PAGE TEXT:
Japanese health officials are opening up mass vaccination sites across the country as Japan prepares to host the postponed 2020 Summer Olympic Games later this year.
Multiple news outlets reported that two centers in Tokyo and Osaka are already up and running as the country aims to vaccinate all elderly residents before an influx of foreign athletes and support staff arrive for the Games, which are not allowing foreign spectators to attend this year.
“We will do whatever it takes to accomplish the project so that the people can get vaccinated and return to their ordinary daily lives as soon as possible,” Japan’s Prime Minister Yoshihide Suga said, according to The Associated Press.
Ramping up the distribution of vaccines in Japan, he added, was an “unprecedented challenge.”
Japan has lagged far behind the U.S. and other industrialized nations in terms of its COVID-19 vaccine rollout. The country has administered roughly 8.7 million vaccine doses, enough to fully vaccinate just about 3.5 percent of its citizens.

DATASET EXTRACT:
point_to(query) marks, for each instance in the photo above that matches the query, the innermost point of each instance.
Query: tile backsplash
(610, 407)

REQUIRED WORK:
#1 According to the article on Japan's vaccine rollout, in which two cities are mass vaccination centers already running?
#2 Write the next part of the article on Japan's vaccine rollout, picking up after its final sentence.

ANSWERS IN ORDER:
#1 Tokyo and Osaka.

#2
The country now faces challenges related to reaching herd immunity ahead of the Olympics, which are set to go on as planned in late July despite growing controversy over the decision to go forward with hosting.
A coalition of Japanese doctors last week called on the country’s government to cancel the games.
“We strongly request that the authorities convince the IOC [International Olympic Committee] that holding the Olympics is difficult and obtain its decision to cancel the Games,” the Tokyo Medical Practitioners Association, a group of about 6,000 doctors, wrote in its letter.
“The medical institutions dealing with COVID-19 have their hands full and have almost no spare capacity,” the letter continued, adding: “Japan will bear the maximum responsibility.”